--- START ---

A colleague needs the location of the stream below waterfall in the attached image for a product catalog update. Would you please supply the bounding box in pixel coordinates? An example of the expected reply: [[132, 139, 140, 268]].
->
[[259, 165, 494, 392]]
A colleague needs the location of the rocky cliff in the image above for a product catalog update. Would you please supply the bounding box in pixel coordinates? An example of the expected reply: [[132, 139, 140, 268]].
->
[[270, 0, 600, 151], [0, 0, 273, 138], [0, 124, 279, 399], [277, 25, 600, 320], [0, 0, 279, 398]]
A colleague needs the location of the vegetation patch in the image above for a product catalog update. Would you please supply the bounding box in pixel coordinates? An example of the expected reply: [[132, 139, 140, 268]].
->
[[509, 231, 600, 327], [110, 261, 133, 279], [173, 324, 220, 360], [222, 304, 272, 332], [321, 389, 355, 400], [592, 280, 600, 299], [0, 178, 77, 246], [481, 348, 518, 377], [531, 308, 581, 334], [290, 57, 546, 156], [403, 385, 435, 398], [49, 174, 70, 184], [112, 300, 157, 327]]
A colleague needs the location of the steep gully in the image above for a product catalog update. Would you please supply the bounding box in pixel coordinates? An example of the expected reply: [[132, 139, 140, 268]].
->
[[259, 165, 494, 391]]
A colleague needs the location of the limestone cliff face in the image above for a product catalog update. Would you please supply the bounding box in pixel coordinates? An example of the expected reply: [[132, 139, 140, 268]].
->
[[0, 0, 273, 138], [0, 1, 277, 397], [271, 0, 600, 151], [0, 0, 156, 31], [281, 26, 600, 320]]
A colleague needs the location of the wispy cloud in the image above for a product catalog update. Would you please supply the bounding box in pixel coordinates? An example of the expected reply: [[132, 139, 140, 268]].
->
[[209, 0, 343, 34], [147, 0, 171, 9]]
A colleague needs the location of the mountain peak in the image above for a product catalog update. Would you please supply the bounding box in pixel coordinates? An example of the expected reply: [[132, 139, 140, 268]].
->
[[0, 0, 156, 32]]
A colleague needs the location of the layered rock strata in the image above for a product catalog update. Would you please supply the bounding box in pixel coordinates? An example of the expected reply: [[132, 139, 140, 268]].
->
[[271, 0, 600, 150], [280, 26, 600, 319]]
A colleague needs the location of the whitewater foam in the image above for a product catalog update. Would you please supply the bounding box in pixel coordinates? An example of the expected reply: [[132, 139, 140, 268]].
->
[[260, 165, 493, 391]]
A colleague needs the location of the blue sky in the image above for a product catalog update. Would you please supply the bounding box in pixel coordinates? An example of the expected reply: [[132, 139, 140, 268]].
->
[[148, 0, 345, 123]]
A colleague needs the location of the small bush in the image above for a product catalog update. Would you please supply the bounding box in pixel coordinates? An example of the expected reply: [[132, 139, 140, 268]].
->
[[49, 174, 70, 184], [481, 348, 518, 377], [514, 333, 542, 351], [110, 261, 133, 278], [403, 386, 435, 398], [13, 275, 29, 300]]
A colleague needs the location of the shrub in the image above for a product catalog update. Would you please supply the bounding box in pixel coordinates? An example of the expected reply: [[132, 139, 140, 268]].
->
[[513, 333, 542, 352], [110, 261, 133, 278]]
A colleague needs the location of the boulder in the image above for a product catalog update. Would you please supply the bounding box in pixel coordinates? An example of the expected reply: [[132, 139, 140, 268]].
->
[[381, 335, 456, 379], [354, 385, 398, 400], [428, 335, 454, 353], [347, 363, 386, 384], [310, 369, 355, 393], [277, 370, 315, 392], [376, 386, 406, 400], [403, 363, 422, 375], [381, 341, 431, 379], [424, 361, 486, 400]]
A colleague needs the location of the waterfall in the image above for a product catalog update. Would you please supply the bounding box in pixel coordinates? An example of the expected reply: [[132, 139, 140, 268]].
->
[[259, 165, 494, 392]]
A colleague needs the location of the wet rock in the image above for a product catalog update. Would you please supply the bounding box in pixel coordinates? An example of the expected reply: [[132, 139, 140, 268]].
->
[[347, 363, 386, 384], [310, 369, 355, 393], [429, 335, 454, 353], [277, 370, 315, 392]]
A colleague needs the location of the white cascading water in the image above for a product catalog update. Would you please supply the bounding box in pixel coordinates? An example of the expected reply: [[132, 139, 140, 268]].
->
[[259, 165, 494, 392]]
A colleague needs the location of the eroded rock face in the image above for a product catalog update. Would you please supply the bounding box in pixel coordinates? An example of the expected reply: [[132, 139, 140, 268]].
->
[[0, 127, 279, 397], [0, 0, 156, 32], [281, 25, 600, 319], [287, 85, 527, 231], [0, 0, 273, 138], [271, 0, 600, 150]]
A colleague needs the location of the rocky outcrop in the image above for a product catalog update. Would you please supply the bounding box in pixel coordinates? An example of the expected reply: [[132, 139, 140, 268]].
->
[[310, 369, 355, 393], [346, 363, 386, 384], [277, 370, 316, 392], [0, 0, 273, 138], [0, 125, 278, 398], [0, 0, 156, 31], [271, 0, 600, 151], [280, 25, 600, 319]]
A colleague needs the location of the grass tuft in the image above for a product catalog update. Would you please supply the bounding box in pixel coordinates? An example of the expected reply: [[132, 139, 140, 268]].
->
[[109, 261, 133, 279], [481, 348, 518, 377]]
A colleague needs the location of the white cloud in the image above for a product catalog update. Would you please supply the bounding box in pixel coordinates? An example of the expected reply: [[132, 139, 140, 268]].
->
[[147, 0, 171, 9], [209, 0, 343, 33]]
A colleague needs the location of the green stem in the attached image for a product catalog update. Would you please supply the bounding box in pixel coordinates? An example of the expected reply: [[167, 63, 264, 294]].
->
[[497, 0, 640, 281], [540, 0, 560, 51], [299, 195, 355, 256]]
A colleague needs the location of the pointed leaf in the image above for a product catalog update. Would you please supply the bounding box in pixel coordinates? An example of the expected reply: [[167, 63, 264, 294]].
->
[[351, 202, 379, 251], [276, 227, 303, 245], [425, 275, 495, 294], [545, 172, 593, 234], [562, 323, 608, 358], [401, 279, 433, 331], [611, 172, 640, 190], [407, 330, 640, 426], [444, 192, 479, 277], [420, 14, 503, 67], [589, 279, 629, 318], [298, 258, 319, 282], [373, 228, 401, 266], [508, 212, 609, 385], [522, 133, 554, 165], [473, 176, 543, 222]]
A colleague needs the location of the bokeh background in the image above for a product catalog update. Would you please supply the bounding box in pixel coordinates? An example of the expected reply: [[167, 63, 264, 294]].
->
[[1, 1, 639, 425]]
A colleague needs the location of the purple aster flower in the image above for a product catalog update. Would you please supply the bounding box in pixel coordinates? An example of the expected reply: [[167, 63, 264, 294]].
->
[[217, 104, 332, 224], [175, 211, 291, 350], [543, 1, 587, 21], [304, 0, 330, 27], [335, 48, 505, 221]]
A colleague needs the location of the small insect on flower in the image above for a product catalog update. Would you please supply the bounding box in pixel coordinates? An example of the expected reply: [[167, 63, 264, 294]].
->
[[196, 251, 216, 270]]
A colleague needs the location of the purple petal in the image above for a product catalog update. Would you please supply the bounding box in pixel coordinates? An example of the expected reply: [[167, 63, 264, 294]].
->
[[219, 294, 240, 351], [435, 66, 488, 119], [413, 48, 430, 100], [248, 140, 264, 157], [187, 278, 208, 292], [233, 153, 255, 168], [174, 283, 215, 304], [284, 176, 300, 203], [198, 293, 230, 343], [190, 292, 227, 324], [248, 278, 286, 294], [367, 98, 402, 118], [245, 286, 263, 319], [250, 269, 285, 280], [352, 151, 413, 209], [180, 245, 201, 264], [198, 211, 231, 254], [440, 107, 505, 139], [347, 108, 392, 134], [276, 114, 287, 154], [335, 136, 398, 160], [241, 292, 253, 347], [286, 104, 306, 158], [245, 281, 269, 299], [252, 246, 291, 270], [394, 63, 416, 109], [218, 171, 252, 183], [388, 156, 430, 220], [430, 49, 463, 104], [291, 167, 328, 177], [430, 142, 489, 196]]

--- END ---

ASSIGNMENT:
Every line that holds the word "purple" should be copied from the records.

EXERCISE SOLUTION:
A colleague needs the location of the purple aster flower in the image above for a product catalog update. Would you please supply the bounding box in pixel coordinates? An example of the expected reply: [[167, 63, 264, 294]].
A colleague needs the location of the purple petal in the image above for a product catalog update. Would you please supply the bounding box in pixel coordinates? An example of the expected reply: [[167, 63, 264, 294]].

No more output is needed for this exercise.